Sentenza Sentenza Cassazione Civile n. 1438 del 25/01/2021

Cassazione civile sez. trib., 25/01/2021, (ud. 01/12/2020, dep. 25/01/2021), n.1438

LA CORTE SUPREMA DI CASSAZIONE

SEZIONE TRIBUTARIA

Composta dagli Ill.mi Sigg.ri Magistrati:

Dott. SORRENTINO Federico – Presidente –

Dott. CATALDI Michele – Consigliere –

Dott. GUIDA Riccardo – rel. Consigliere –

Dott. FEDERICI Francesco – Consigliere –

Dott. D’ORAZIO Luigi – Consigliere –

ha pronunciato la seguente:

SENTENZA

sul ricorso iscritto al n. 15205/2013 R.G. proposto da:

AGENZIA DELLE ENTRATE, in persona del direttore pro tempore,

rappresentata e difesa dall’Avvocatura Generale dello Stato, con

domicilio legale in Roma, via dei Portoghesi, n. 12, presso

l’Avvocatura Generale dello Stato.

– ricorrente –

contro

I.PE.M. – INDUSTRIA PETROLI MERIDIONALI SPA, rappresentata e difesa

dall’avv. Fulvio Neri, elettivamente domiciliata presso il suo

studio in Roma, via Archimede, n. 116.

– controricorrente –

Avverso la sentenza della Commissione tributaria regionale della

Puglia, sezione staccata di Lecce, sezione n. 23, n. 105/23/12,

pronunciata il 22/04/2011, depositata il 20/04/2012.

## Voci fornite
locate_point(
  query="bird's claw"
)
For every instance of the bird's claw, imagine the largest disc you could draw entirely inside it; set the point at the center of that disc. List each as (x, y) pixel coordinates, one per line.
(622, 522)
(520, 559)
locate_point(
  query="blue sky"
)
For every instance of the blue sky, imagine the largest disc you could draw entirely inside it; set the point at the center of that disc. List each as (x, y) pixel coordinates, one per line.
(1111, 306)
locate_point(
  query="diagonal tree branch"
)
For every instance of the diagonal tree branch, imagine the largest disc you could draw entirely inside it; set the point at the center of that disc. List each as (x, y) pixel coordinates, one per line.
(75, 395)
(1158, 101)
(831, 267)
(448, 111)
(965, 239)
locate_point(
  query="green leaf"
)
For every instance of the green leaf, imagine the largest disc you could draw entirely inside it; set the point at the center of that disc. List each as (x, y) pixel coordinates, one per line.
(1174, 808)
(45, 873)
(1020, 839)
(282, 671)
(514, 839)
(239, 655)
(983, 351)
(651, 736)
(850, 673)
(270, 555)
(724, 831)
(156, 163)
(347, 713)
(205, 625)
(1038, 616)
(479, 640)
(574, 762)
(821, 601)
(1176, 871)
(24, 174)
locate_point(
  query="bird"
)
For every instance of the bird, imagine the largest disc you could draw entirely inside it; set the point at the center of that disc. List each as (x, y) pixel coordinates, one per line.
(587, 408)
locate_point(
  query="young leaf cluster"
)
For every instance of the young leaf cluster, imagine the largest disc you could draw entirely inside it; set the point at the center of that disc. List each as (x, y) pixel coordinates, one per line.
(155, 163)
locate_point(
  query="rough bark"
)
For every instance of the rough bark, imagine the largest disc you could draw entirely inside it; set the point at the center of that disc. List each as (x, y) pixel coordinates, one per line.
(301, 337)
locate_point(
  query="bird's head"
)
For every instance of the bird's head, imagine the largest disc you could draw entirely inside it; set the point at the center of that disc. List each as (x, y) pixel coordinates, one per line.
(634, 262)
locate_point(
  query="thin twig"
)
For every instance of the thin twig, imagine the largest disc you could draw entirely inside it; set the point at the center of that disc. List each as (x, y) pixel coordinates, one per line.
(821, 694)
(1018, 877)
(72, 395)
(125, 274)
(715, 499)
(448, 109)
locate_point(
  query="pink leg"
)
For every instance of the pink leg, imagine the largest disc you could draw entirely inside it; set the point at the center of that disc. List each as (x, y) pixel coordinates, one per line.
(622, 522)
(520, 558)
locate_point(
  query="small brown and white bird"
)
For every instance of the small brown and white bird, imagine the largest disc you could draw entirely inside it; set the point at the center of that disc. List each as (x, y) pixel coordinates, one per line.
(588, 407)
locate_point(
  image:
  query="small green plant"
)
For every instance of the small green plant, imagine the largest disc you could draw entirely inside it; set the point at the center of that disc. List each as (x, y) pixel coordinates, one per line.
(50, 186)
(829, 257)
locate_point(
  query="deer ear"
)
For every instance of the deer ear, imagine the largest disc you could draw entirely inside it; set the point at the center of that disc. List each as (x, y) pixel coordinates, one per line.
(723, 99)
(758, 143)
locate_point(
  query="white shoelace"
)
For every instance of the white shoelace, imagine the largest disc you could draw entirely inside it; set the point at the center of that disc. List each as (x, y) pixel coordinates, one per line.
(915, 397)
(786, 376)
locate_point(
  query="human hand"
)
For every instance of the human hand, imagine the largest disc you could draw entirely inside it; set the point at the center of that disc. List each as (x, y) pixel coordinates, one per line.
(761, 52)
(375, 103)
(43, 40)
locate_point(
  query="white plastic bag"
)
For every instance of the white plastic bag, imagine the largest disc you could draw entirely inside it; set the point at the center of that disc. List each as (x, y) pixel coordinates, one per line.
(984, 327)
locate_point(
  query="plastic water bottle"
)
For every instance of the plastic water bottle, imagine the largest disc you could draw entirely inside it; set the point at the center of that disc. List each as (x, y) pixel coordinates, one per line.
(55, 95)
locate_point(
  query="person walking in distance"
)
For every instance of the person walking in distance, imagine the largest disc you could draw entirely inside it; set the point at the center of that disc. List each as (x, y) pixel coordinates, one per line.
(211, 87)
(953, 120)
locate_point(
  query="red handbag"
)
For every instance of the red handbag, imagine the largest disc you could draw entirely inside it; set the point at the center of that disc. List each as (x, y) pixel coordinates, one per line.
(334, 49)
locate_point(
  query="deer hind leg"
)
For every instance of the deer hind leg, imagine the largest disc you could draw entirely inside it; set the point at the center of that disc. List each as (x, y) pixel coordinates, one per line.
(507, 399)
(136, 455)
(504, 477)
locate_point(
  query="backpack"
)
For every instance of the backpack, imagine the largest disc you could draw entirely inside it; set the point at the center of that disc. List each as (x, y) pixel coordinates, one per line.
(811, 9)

## Consegna
Ricopi fedelmente il passo della sentenza compreso tra "I.PE.M. – INDUSTRIA" e "Archimede, n. 116.", estremi inclusi.

## Risposta alla consegna
I.PE.M. – INDUSTRIA PETROLI MERIDIONALI SPA, rappresentata e difesa

dall’avv. Fulvio Neri, elettivamente domiciliata presso il suo

studio in Roma, via Archimede, n. 116.